• **EXERCISE DIRECTIONS**: Would you retype every record below exactly as written?

• **Stored records**:
____________________

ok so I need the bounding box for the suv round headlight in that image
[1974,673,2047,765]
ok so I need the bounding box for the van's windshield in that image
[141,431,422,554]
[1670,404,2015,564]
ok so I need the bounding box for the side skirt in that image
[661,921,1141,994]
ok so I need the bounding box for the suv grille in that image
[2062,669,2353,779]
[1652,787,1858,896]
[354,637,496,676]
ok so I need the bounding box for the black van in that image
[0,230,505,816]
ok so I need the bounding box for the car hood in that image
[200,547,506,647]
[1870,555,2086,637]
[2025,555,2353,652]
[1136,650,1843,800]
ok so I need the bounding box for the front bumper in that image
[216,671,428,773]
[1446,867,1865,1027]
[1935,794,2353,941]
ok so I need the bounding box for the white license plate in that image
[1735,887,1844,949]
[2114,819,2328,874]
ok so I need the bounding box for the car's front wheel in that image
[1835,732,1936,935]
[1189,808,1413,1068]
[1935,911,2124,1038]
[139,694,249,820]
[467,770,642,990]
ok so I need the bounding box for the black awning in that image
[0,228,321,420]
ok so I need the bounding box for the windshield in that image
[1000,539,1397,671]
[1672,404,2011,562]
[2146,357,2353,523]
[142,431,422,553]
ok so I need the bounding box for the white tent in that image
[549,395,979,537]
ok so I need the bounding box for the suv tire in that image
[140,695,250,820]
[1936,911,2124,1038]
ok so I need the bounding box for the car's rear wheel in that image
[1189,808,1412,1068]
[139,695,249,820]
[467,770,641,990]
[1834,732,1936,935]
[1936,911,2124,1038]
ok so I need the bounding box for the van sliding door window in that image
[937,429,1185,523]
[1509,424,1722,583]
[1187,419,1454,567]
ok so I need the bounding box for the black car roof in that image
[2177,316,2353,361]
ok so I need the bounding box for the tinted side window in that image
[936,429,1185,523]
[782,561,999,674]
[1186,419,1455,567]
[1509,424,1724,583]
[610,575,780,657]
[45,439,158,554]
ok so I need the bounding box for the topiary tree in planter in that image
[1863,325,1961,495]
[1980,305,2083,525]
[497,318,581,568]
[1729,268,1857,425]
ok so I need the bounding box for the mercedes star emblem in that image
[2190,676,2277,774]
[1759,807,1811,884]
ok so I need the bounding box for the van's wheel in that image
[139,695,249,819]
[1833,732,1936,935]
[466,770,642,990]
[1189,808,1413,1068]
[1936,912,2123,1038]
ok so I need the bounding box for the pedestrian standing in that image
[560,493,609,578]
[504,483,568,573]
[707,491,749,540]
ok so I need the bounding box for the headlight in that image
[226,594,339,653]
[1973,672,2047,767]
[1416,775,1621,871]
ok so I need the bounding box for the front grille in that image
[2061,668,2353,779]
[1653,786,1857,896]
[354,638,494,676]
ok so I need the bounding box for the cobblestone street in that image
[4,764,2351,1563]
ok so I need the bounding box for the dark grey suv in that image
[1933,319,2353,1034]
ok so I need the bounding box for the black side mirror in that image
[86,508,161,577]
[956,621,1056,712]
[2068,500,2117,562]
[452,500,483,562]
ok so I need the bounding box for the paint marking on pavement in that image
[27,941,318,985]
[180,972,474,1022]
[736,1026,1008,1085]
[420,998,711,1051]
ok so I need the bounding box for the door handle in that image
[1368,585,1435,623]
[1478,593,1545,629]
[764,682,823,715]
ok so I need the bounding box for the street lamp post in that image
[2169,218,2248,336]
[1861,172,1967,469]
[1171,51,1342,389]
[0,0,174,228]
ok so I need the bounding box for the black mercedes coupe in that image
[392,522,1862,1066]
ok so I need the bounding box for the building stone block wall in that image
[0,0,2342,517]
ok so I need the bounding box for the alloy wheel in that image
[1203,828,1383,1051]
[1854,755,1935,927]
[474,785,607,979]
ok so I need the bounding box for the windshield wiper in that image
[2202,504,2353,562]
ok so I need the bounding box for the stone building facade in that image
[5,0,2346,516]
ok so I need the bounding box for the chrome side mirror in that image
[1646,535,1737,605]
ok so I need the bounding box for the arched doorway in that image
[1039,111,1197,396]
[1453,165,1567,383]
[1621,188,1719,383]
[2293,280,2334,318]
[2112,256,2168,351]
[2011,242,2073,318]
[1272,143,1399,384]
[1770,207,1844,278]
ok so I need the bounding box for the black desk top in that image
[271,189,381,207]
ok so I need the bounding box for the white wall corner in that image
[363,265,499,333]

____________________

• **ANSWER AREA**:
ok so I need the bounding box for the suv round headlight in that image
[1974,673,2047,765]
ok so I need the bounding box for the van's windshield in that image
[141,431,422,554]
[1670,404,2015,564]
ok so I need the bounding box for the side skirt in that image
[661,921,1141,994]
ok so I need the bounding box for the suv grille in that image
[2062,669,2353,779]
[1652,787,1858,896]
[354,637,496,676]
ok so I need the bounding box for the black van in that image
[0,230,505,816]
ok so I need the bounding box for the car hood in that image
[200,547,506,647]
[1870,555,2086,637]
[2025,555,2353,652]
[1136,650,1843,800]
ok so I need the bounding box for the front bumper in that image
[216,671,428,773]
[1446,867,1865,1027]
[1935,794,2353,941]
ok so I need the bounding box for the white license plate in that image
[1735,887,1844,949]
[2114,819,2328,874]
ok so I need the bounding box for the car's front wheel in that image
[1835,732,1936,935]
[1189,808,1413,1068]
[1935,911,2124,1038]
[139,694,249,820]
[467,770,642,990]
ok so I need the bounding box for the black awning in that image
[0,228,321,420]
ok so I need the bounding box for the windshield in that image
[1000,539,1397,671]
[1672,404,2011,562]
[2146,357,2353,523]
[142,431,422,553]
ok so I need the bounding box for the white tent in that image
[549,395,979,537]
ok so I need the bounding box for the suv tire in that image
[140,695,250,820]
[1936,911,2124,1038]
ok so I need the bounding box for the car's rear wheel in that image
[1189,808,1412,1068]
[139,695,249,820]
[467,770,641,990]
[1834,732,1936,935]
[1936,911,2124,1038]
ok so I need the bounding box for the van sliding door window in that image
[937,429,1185,523]
[1509,424,1722,583]
[1187,419,1454,567]
ok so I need the bounding box for the black car roof in that image
[2177,316,2353,361]
ok so I need the bounding box for the tinted side window in that image
[936,429,1185,523]
[782,561,999,674]
[1186,419,1455,567]
[1509,424,1724,583]
[610,575,780,657]
[45,439,158,554]
ok so I need the bounding box for the topiary tree in planter in that image
[1863,325,1961,495]
[1980,305,2083,525]
[497,318,581,568]
[1729,268,1857,425]
ok so I need the bounding box for the mercedes star emblem in that image
[2190,676,2277,774]
[1759,807,1811,884]
ok so I need the bounding box for the van's wheel in that image
[139,695,249,819]
[1833,732,1936,935]
[466,770,642,990]
[1189,808,1413,1068]
[1936,912,2123,1038]
ok so I need the bounding box for the pedestrian standing in that image
[560,493,609,578]
[504,483,568,573]
[707,491,749,540]
ok so I need the bounding box for the headlight in that image
[226,594,339,653]
[1973,672,2047,767]
[1416,775,1621,871]
ok so I need the bounding box for the front grille in that image
[2061,668,2353,779]
[1653,786,1857,896]
[354,638,494,676]
ok so I need the bounding box for the cobblestone street in that image
[4,764,2351,1563]
ok so I need the bounding box for the dark grey suv in that image
[1933,319,2353,1034]
ok so I need the bounding box for the black side mirror in that image
[86,508,161,577]
[956,621,1056,712]
[2068,500,2117,562]
[452,500,483,562]
ok so I need the bounding box for the paint marking on pavement in that image
[27,941,318,985]
[180,972,474,1022]
[736,1026,1008,1085]
[420,998,711,1051]
ok so I need the bounding box for the door handle in that image
[1368,585,1435,623]
[1478,593,1545,629]
[764,682,823,715]
ok so I need the bounding box for the street lamp post in that image
[2169,218,2248,336]
[1861,172,1967,469]
[1171,51,1342,389]
[0,0,174,228]
ok so I need the bounding box for the black mercedes coupe in that image
[392,522,1862,1066]
ok so I need the bounding box for the building stone block wall in that image
[0,0,2342,517]
ok so I need the bounding box for the alloy wheel in that image
[1203,828,1383,1051]
[1854,755,1935,927]
[474,785,607,979]
ok so I need the bounding box for the windshield wiper in that image
[2202,504,2353,562]
ok so I need the bounding box for the stone building facade in that image
[5,0,2346,516]
ok so I need the bounding box for the chrome side mirror in that image
[1646,535,1737,605]
ok so I need the bounding box for the arched doorway in that image
[1039,111,1197,396]
[1453,165,1567,383]
[1621,188,1719,383]
[2293,280,2334,318]
[2112,256,2168,351]
[2011,242,2073,318]
[1272,143,1399,384]
[1770,207,1844,278]
ok so I need the bounding box for the black desk top in that image
[271,189,381,207]
ok so I need the bounding box for the white wall corner in that image
[363,265,499,333]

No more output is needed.